# '06 or '08 GTO?



## Barry (Sep 13, 2005)

Hi, I'm new to this forum so please go easy.

These past few months I have been giving a lot of thought and doing quite a bit of research to getting a new GTO/Monaro. Being that I live in Europe it would be quite a commitment to buying one since they aren't available here and I hadn't quite looked into the details of importing one yet so I wasn't sure which GM badge would have been stuck on it if I were to go ahead with it.

I found that there are subtle differences (correct me if I'm wrong) like there is no Nav available for the GTO, the climate control is analog rather than dual and digitalin the Monaro, I liked the white dials in the Monaro rather than the full color coded in the GTO, but I DO like the GTO front fender and grill much more to that of the Holden/Vauxhall.

The down to earth, no nonsence 2005 GTO design (minus the stupid functionless hood vents) was something I drew me to this car and I was quite confident about finally getting one. I'm usually a Volvo enthusiast so simple design is my kind of thing. GTO's are certainly not common in this part of the world and I was definitly looking for something with punch and that would/would not stand out if you know what I mean. The fact that it looked like any other regular car rather than a 400 hp muscle car was awesome to me. A nice sleeper.

Then I find out that the current Monaro is going to be phased out this year and the GTO in the US will follow the next year which brought on the fear that if I got it now, I would regret it if the new one would be just that little bit better, and then I find this:




























> *Spied: 2008 Pontiac GTO
> All-new all-American Mustang fighter
> 
> By Editors of Motor Trend
> ...


I'm guessing that sketch was somewhat based on the 1999 Concept Car which I think gives new meaning to the word *UGLY* in my opinion










So now I'm stumped. Having looked forward to ordering one, I find myself in a situation of whether to wait for the new model year or go ahead with one of the last few 06's out there. Anyone have any info as to what I would end up driving badge wise in the Netherlands? I'm guessing I would get service from an Opel dealership. What kind of issues are most common on the GTO and have they been worked out over the years? Are there any differences between the GTO and Monaro that I should know about? I know the Holden comes standard with the 5.7 whereas the GTO with the 6.0 LS2.

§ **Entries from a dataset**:
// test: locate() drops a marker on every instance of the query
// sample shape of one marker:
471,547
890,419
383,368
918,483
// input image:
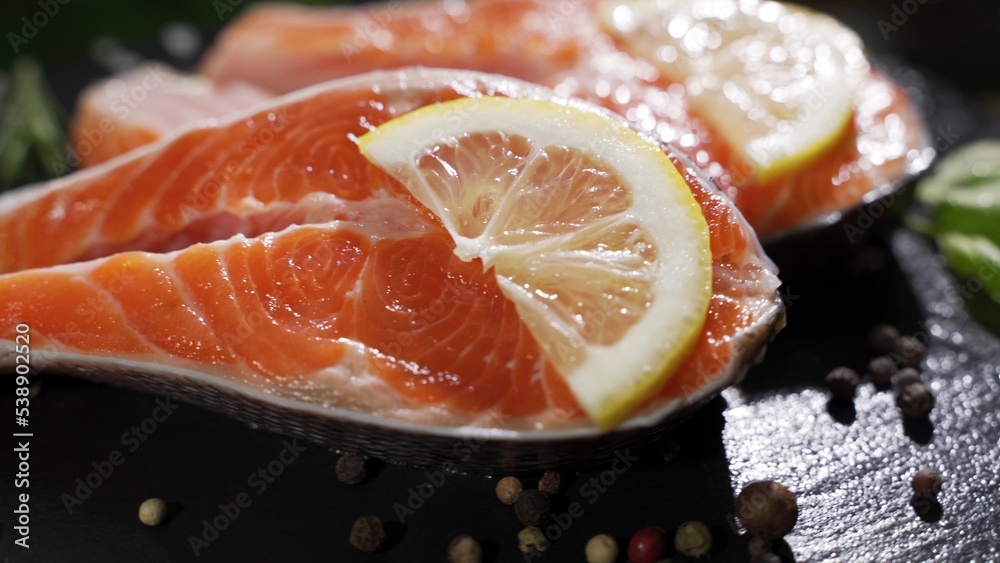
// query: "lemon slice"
590,230
777,81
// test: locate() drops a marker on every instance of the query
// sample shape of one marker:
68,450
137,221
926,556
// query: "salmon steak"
863,141
263,266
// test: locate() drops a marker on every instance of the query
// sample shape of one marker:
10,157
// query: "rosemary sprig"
32,143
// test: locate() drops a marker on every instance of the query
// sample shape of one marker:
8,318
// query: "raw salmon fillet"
560,44
141,105
263,255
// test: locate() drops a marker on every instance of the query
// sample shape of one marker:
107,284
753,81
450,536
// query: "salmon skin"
261,265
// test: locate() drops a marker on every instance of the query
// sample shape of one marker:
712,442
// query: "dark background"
849,466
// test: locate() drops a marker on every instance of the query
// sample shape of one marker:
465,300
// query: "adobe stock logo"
900,15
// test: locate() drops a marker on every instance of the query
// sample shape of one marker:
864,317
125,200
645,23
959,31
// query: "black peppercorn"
882,338
532,507
549,483
882,369
767,509
909,352
842,382
927,483
351,468
915,400
367,533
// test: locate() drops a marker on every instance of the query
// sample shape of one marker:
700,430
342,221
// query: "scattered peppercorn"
927,483
532,507
906,376
153,511
916,400
601,548
509,489
464,549
647,545
767,509
549,483
367,533
842,382
693,539
758,546
882,369
532,539
909,352
351,468
883,338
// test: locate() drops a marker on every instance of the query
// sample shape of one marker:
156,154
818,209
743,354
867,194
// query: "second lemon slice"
777,81
590,230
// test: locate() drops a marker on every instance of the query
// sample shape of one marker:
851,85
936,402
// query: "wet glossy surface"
851,471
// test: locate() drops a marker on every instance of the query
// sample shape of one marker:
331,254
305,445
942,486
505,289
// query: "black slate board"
850,467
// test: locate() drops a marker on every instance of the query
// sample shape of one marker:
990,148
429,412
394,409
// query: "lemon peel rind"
612,380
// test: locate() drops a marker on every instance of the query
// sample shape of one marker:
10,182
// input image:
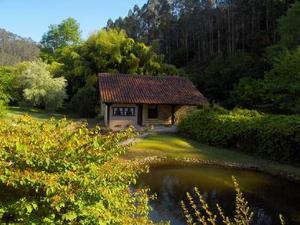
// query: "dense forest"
15,49
238,53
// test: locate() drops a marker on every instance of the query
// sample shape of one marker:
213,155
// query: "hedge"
275,137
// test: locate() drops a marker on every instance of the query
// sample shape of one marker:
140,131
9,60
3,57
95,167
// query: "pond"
268,196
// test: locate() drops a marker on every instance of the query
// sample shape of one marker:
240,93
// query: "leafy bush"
85,101
41,88
275,137
56,172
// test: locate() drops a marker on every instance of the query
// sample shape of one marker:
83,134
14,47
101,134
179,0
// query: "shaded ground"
15,112
172,147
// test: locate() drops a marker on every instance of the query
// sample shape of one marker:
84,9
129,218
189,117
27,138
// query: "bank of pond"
268,196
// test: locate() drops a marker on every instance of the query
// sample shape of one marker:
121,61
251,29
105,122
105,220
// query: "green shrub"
275,137
85,101
56,172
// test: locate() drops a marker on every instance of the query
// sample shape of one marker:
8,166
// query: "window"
123,111
152,111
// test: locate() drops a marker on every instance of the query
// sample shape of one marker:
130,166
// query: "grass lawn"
171,147
15,112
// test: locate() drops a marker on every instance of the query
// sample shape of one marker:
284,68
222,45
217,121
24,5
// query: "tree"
40,88
108,51
278,91
66,33
282,83
289,27
222,74
15,49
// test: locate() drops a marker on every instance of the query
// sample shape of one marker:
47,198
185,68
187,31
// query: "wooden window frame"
122,110
153,113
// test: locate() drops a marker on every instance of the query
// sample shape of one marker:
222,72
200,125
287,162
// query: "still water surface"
267,195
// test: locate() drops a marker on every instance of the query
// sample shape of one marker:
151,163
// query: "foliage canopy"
56,172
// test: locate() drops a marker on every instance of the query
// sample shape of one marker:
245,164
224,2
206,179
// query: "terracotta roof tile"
124,88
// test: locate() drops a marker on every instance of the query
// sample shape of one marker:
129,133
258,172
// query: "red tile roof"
137,89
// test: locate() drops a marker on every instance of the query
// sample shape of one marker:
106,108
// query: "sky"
31,18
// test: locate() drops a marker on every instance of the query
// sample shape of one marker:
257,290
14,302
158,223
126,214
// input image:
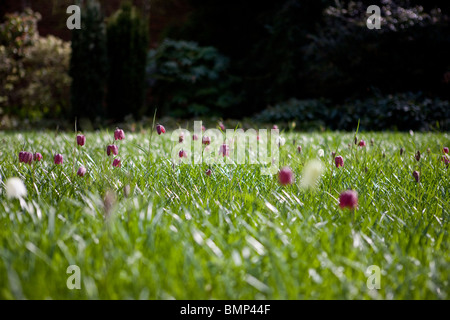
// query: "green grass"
235,235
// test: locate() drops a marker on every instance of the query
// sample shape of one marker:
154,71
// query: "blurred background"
304,64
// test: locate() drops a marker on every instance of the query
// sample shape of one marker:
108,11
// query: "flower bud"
37,156
286,176
58,158
206,140
416,176
112,148
348,199
116,162
81,140
339,161
119,134
160,129
81,171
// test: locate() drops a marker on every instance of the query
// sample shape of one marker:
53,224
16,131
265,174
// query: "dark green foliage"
409,53
188,80
88,64
127,42
402,112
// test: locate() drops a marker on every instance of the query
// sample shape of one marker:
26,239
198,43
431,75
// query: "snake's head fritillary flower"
37,156
224,150
348,199
81,140
416,176
116,162
81,171
58,158
15,188
417,156
160,129
206,140
339,161
112,149
119,134
286,176
320,153
182,154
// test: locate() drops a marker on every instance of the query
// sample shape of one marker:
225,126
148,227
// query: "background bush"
88,64
33,71
127,45
189,80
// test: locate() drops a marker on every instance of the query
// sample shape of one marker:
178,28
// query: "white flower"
311,174
15,188
280,141
320,153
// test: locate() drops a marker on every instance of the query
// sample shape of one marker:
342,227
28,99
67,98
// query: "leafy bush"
127,43
402,112
306,113
409,53
33,73
187,79
88,63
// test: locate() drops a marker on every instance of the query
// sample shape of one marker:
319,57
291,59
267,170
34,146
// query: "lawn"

§ **WORK INSTRUCTIONS**:
Go on with the forum thread about choosing between a 2006 and a 2008 GTO, picking up right after its final sentence.

§ **FINAL ANSWER**:
Any comments, feedback, news will be very appreciated
Thanks!


----------



## TexasAggie (Mar 2, 2005)

Not too much help, but I'm paying cash for an '06 next year. I'll never finance again and the GTO as it is currently suits my "toy factor"....next to the boat! Since there's no real evidence an '08 will ever come to fruition, get the '06. Besides, the first year of a newer model typically has problems anyways. :cheers


----------



## PEARL JAM (Sep 6, 2005)

Even if you do find a model you like, will it pass the safety regulations of your country? If not, you may not be allowed to register it. When the Manaro was sold here in the States as the GTO the fuel tank had to be moved from the lower rear of the car to the trunk to pass our safety standards. As for an 07 or 08 model, who knows? If G.M. knows, they're not saying mutch.(to my knologe) Good luck,though! :cool 04 Yellow m6


----------



## Barry (Sep 13, 2005)

Generally it is much easier to import cars into Europe, or specifically Holland, than it is to import into the US. The US has some of the weirdest regulations I've ever heard of. Sure over here we have laws like pedestrian safety which seems to be making its way over the US.

In anycase, I'm sure having a dealer bring one in will not be a problem. Worst case I can imagine would be that the car would have to be a LHD Monaro. I'm sure the biggest reason the GTO/Monaro isnt sold here is because of the engine size. 5.7/6.0 is huge in a country where 2.0 is already pretty huge.


----------



## Furyan (Sep 11, 2005)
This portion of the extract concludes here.